**Set problem**
Copy the entries below word for word, omitting the pictures.

[Labeled-object pointing entries]

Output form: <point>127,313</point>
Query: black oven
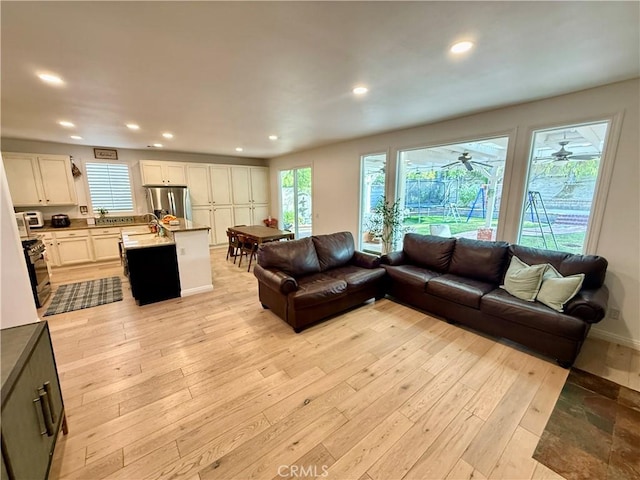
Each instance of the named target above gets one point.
<point>38,272</point>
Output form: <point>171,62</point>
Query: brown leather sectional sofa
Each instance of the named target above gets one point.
<point>459,279</point>
<point>304,281</point>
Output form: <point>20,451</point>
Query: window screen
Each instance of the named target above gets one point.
<point>109,186</point>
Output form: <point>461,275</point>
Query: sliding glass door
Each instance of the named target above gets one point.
<point>453,190</point>
<point>295,201</point>
<point>564,168</point>
<point>372,191</point>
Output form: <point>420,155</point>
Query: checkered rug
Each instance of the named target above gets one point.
<point>76,296</point>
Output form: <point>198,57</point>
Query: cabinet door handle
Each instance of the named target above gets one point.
<point>37,403</point>
<point>47,389</point>
<point>46,411</point>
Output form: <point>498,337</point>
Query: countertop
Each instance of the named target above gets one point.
<point>185,226</point>
<point>130,242</point>
<point>81,224</point>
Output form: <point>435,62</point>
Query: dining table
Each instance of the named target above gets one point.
<point>261,234</point>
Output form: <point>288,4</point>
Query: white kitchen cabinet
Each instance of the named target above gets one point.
<point>39,180</point>
<point>203,215</point>
<point>74,247</point>
<point>250,186</point>
<point>163,173</point>
<point>220,185</point>
<point>199,185</point>
<point>222,219</point>
<point>105,243</point>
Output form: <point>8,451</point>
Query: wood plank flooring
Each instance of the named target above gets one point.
<point>214,387</point>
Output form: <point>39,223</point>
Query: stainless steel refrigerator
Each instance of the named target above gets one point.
<point>169,201</point>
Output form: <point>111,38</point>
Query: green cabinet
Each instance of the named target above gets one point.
<point>32,406</point>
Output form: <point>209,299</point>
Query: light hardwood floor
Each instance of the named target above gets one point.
<point>213,386</point>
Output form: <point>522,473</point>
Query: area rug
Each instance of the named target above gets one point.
<point>593,431</point>
<point>76,296</point>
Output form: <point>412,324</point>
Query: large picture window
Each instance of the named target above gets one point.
<point>453,190</point>
<point>564,168</point>
<point>109,186</point>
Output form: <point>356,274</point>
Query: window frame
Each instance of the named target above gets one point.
<point>88,187</point>
<point>605,173</point>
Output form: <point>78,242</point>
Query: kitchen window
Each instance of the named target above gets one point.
<point>109,186</point>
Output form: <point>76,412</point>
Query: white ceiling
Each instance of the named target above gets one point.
<point>225,74</point>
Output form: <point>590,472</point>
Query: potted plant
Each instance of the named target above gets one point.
<point>391,217</point>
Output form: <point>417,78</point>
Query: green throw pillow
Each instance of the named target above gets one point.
<point>523,281</point>
<point>557,290</point>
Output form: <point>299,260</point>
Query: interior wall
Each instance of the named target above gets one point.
<point>336,180</point>
<point>17,305</point>
<point>82,154</point>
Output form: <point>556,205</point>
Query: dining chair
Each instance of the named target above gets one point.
<point>234,245</point>
<point>248,248</point>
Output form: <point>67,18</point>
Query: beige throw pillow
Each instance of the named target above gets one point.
<point>523,281</point>
<point>557,290</point>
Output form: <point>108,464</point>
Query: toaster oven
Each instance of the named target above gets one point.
<point>34,219</point>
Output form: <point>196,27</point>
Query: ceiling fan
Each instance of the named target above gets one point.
<point>465,159</point>
<point>564,154</point>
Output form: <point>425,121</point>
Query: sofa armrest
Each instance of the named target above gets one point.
<point>589,305</point>
<point>365,260</point>
<point>394,258</point>
<point>276,280</point>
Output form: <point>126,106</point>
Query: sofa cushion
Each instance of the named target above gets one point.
<point>523,281</point>
<point>428,251</point>
<point>593,266</point>
<point>479,260</point>
<point>317,289</point>
<point>410,275</point>
<point>296,258</point>
<point>334,250</point>
<point>532,314</point>
<point>357,277</point>
<point>557,290</point>
<point>466,291</point>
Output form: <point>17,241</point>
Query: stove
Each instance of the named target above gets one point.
<point>34,250</point>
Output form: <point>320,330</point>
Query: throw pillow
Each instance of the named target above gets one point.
<point>557,290</point>
<point>523,281</point>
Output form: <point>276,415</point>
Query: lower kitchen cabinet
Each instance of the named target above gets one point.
<point>32,406</point>
<point>105,243</point>
<point>74,247</point>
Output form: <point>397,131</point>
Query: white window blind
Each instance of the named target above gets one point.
<point>109,186</point>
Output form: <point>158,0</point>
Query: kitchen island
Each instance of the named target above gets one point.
<point>175,263</point>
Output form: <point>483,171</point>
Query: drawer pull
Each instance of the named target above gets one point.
<point>37,403</point>
<point>46,411</point>
<point>47,389</point>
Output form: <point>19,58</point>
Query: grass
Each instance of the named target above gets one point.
<point>567,242</point>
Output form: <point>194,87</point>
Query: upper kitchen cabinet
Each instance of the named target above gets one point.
<point>209,184</point>
<point>163,173</point>
<point>250,185</point>
<point>39,180</point>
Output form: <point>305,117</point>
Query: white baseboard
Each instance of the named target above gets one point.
<point>614,338</point>
<point>194,291</point>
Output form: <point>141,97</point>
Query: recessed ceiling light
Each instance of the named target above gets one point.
<point>50,78</point>
<point>461,47</point>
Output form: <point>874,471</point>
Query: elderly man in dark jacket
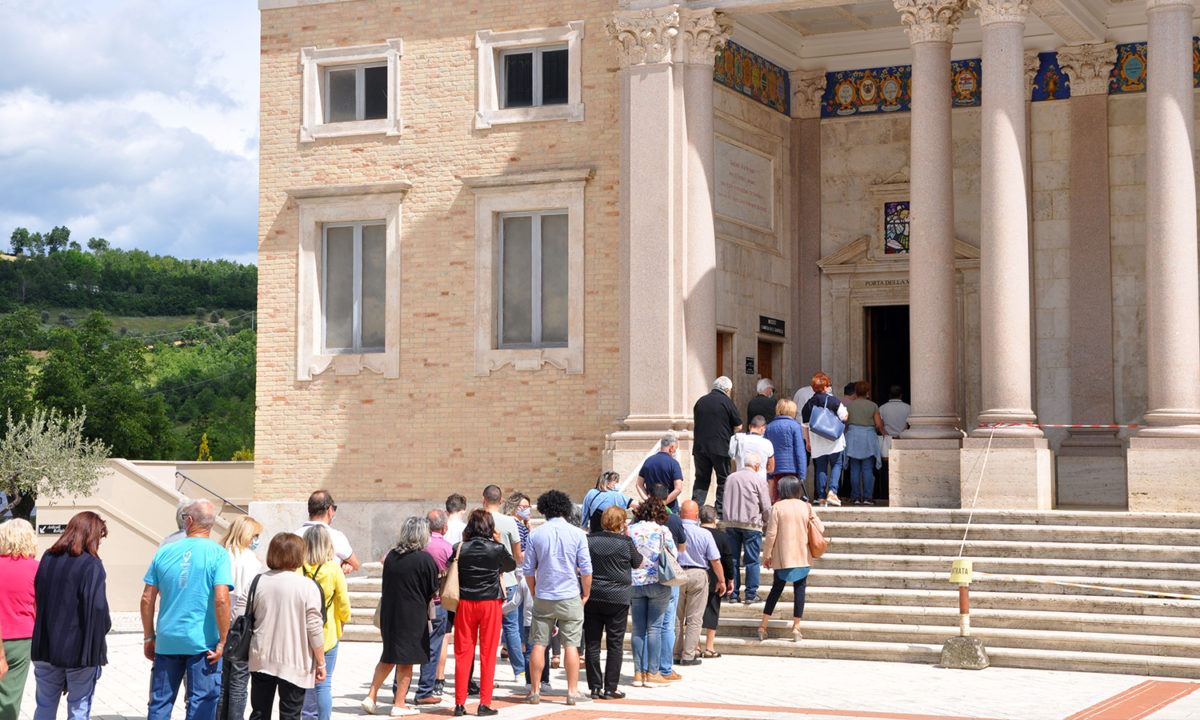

**Correct result**
Output form: <point>127,313</point>
Query: black oven
Each instance of the named target above gets one point.
<point>38,272</point>
Output form: <point>171,62</point>
Query: brown leather sectional sofa
Each instance of the named target above gets one point.
<point>459,279</point>
<point>304,281</point>
Output form: <point>20,451</point>
Query: window screen
Each instance of the named target above gets one point.
<point>109,186</point>
Output form: <point>461,275</point>
Query: sliding glass door
Each instance of the named target above gets one point.
<point>453,190</point>
<point>295,201</point>
<point>564,168</point>
<point>372,191</point>
Output form: <point>420,155</point>
Query: checkered rug
Each instance of the named target above gets one point.
<point>76,296</point>
Output form: <point>198,57</point>
Query: cabinet door handle
Each instance of the named target above gets one point.
<point>37,403</point>
<point>47,389</point>
<point>46,411</point>
Output form: <point>498,337</point>
Query: countertop
Each instance of the named target above gets one point.
<point>185,226</point>
<point>130,242</point>
<point>81,224</point>
Output form: <point>435,62</point>
Query: dining table
Each instance of the named target above gets one point.
<point>261,234</point>
Output form: <point>288,4</point>
Query: white kitchen cabinet
Each instance of the named target above gets one point.
<point>39,180</point>
<point>203,215</point>
<point>74,247</point>
<point>250,186</point>
<point>163,173</point>
<point>220,185</point>
<point>199,185</point>
<point>222,219</point>
<point>105,243</point>
Output form: <point>8,451</point>
Query: wood plank flooring
Each instance of the named target above gets one point.
<point>214,387</point>
Output form: <point>39,223</point>
Query: stainless steel refrigerator
Each instance of the named target above gets one point.
<point>169,201</point>
Output form: <point>111,38</point>
Query: green cabinet
Each instance of the named target above gets one point.
<point>32,406</point>
Output form: <point>209,299</point>
Query: light hardwood floor
Each instance of the named target above gets one point.
<point>213,386</point>
Output form: <point>522,473</point>
Query: area rug
Each instance of the named target above gets one point.
<point>593,431</point>
<point>76,296</point>
Output form: <point>412,324</point>
Query: large picture window
Each instance of the named target above gets one point.
<point>453,190</point>
<point>564,168</point>
<point>109,186</point>
Output form: <point>356,274</point>
Query: window frame
Each instance of the named target above gets one point.
<point>88,187</point>
<point>605,173</point>
Output form: <point>78,242</point>
Query: kitchen window
Each instance of the named target above gets one point.
<point>109,186</point>
Output form: <point>76,412</point>
Query: white ceiling
Each instance of the named target above gets one point.
<point>225,74</point>
Output form: <point>590,472</point>
Query: potted plant
Each instance of the named target above gets one point.
<point>391,217</point>
Output form: <point>417,78</point>
Query: green throw pillow
Each instance of the named target above gets one point.
<point>523,281</point>
<point>557,290</point>
Output form: <point>299,260</point>
Query: interior wall
Each instance of the named target above gets one point.
<point>336,180</point>
<point>17,305</point>
<point>82,154</point>
Output form: <point>556,205</point>
Query: dining chair
Each instance of the named target above gets one point.
<point>234,245</point>
<point>248,248</point>
Output form: <point>67,18</point>
Query: beige throw pillow
Each instance of the named target above gets one point.
<point>523,281</point>
<point>557,290</point>
Output form: <point>108,464</point>
Query: toaster oven
Each instance of the named target above gets one point.
<point>34,219</point>
Output form: <point>196,27</point>
Query: ceiling fan
Each instance of the named target above gets one point.
<point>465,159</point>
<point>564,154</point>
Output form: <point>425,121</point>
Query: sofa armrest
Each instance of the named target above gets one point.
<point>589,305</point>
<point>365,260</point>
<point>394,258</point>
<point>276,280</point>
Output form: <point>126,106</point>
Query: sofa cushion
Each instance of the named target above gets one point.
<point>523,281</point>
<point>428,251</point>
<point>593,266</point>
<point>479,260</point>
<point>317,289</point>
<point>410,275</point>
<point>296,258</point>
<point>334,250</point>
<point>532,314</point>
<point>357,277</point>
<point>557,290</point>
<point>466,291</point>
Output form: <point>17,241</point>
Query: stove
Each instance of the named target above gets one point.
<point>34,250</point>
Output form: <point>320,330</point>
Query: throw pillow
Each instance of the named target above gets one point.
<point>557,290</point>
<point>523,281</point>
Output form: <point>276,415</point>
Query: lower kitchen cabinet
Each instance of the named target above gets one point.
<point>32,406</point>
<point>105,243</point>
<point>74,247</point>
Output form: <point>397,131</point>
Query: white window blind
Each instance of the named target above gets one point.
<point>109,186</point>
Output form: <point>158,0</point>
Query: kitchen island
Each instance of the named target above gets one point.
<point>175,263</point>
Output form: <point>483,171</point>
Query: drawer pull
Each instance of the named target above gets one point.
<point>37,403</point>
<point>46,411</point>
<point>47,389</point>
Output form: <point>19,58</point>
Query: grass
Each instance of the named target above gets one point.
<point>567,242</point>
Output form: <point>194,87</point>
Query: upper kitchen cabinet
Each instance of the named target above gets one point.
<point>209,184</point>
<point>163,173</point>
<point>250,185</point>
<point>39,180</point>
Output form: <point>305,117</point>
Query: white baseboard
Each instance of the named target above gets one point.
<point>614,338</point>
<point>194,291</point>
Output form: <point>141,97</point>
Query: recessed ceiling light
Each instance of the named target above gets one point.
<point>50,78</point>
<point>461,47</point>
Output form: <point>874,471</point>
Query: elderly man in dark jacket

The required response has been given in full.